◆ Activity: Please retype the records below exactly, omitting any images.

========================================

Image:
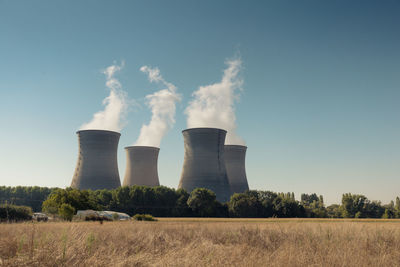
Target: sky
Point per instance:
(319, 108)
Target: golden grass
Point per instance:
(203, 242)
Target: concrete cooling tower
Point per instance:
(235, 156)
(141, 166)
(204, 164)
(97, 166)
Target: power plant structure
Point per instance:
(204, 162)
(235, 156)
(97, 166)
(141, 166)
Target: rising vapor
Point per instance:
(213, 105)
(115, 105)
(162, 105)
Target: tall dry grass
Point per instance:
(201, 243)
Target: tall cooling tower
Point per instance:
(204, 164)
(141, 166)
(97, 166)
(235, 156)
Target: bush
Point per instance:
(66, 211)
(202, 201)
(12, 213)
(94, 217)
(144, 217)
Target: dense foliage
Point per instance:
(162, 201)
(13, 213)
(32, 196)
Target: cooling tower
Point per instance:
(97, 166)
(141, 166)
(235, 156)
(204, 164)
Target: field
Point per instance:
(203, 242)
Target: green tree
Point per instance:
(243, 205)
(202, 201)
(66, 211)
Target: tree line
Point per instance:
(162, 201)
(32, 196)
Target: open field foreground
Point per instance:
(203, 242)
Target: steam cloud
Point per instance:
(162, 105)
(115, 105)
(213, 105)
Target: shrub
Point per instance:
(144, 217)
(12, 213)
(66, 211)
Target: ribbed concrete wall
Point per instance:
(141, 166)
(97, 166)
(204, 164)
(235, 156)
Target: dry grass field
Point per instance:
(203, 242)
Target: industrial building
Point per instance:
(235, 156)
(97, 166)
(141, 166)
(204, 163)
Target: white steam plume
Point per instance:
(162, 105)
(115, 105)
(213, 105)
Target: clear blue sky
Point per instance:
(320, 111)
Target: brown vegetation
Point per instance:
(193, 242)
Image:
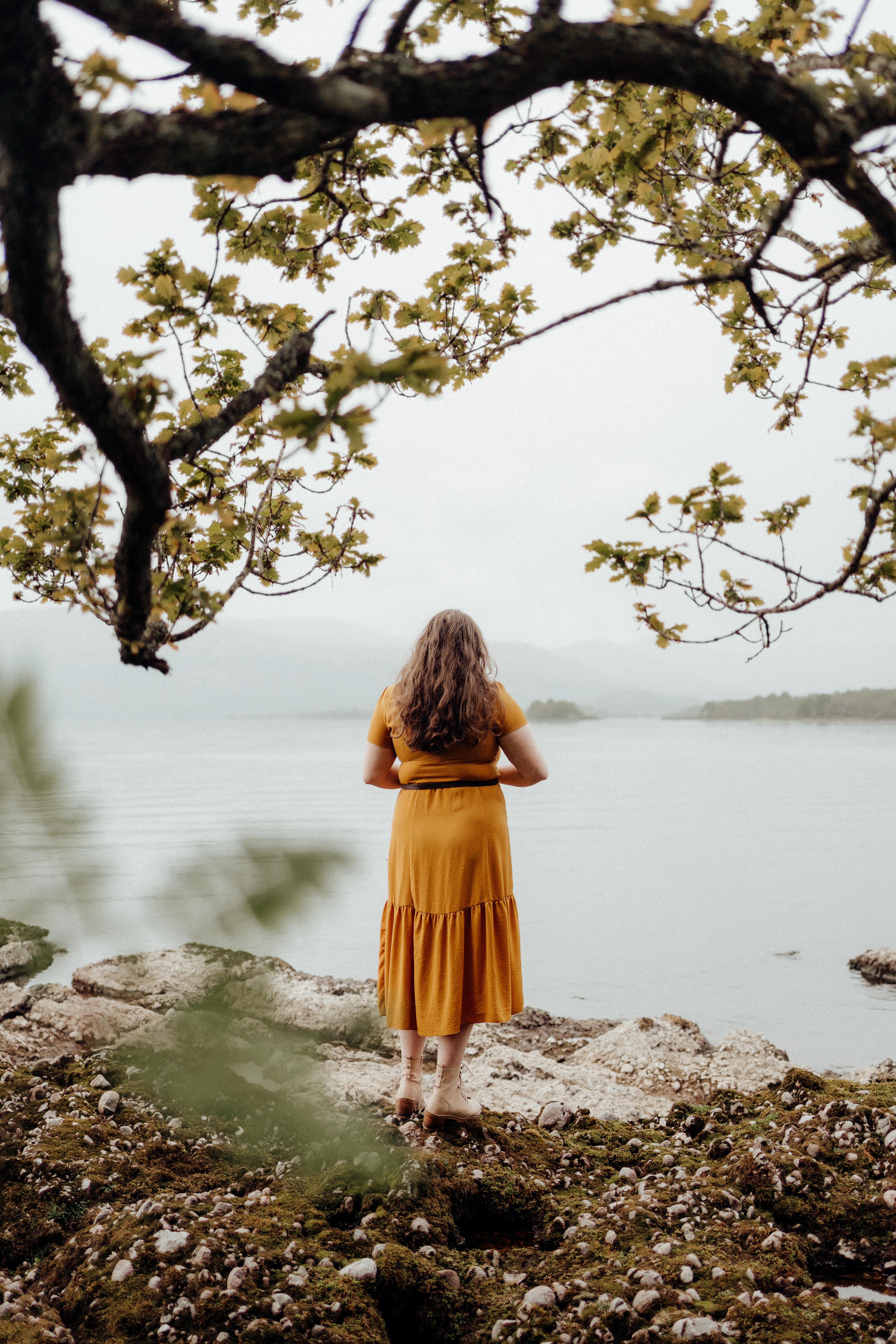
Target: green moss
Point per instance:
(488, 1230)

========================================

◆ Solution to the exercise:
Image:
Target: sky
Point per instance:
(319, 108)
Target: golden grass
Point per instance:
(203, 242)
Target: concrete cooling tower
Point per instance:
(235, 156)
(141, 166)
(204, 164)
(97, 166)
Target: power plant structure
Point per instance:
(204, 162)
(235, 156)
(97, 166)
(141, 166)
Target: rising vapor
Point per instance:
(213, 105)
(115, 105)
(162, 105)
Target: tall dry grass
Point per instance:
(201, 243)
Target: tall cooling tower
Point per instance:
(204, 164)
(141, 166)
(97, 166)
(235, 156)
Target: bush
Point per instance:
(66, 211)
(202, 201)
(12, 213)
(94, 217)
(144, 217)
Target: dense foliage
Point per instance:
(162, 201)
(13, 213)
(32, 196)
Target: cooling tower
Point per instance:
(97, 166)
(141, 166)
(235, 156)
(204, 164)
Target: field
Point per instance:
(203, 242)
Target: green tree
Point per instance:
(243, 205)
(202, 201)
(66, 211)
Target: tree line
Point per instance:
(162, 201)
(32, 196)
Target: open field foreground
Point per instance:
(203, 242)
Target: steam cloud
Point per instance:
(162, 105)
(115, 105)
(213, 105)
Target: shrub
Point per instance:
(144, 217)
(12, 213)
(66, 211)
Target: ribbed concrete wall
Point per instance:
(141, 166)
(97, 166)
(204, 164)
(235, 156)
Target: dry grass field
Point per instance:
(203, 242)
Target: industrial building
Point per instance:
(235, 156)
(97, 166)
(141, 166)
(204, 163)
Target: white steam plume
Point per instance:
(162, 105)
(115, 105)
(213, 105)
Target: clear blue sky
Point per instance:
(320, 111)
Target: brown vegetation
Point per instance:
(193, 242)
Image:
Target: green moss
Point per instance:
(488, 1230)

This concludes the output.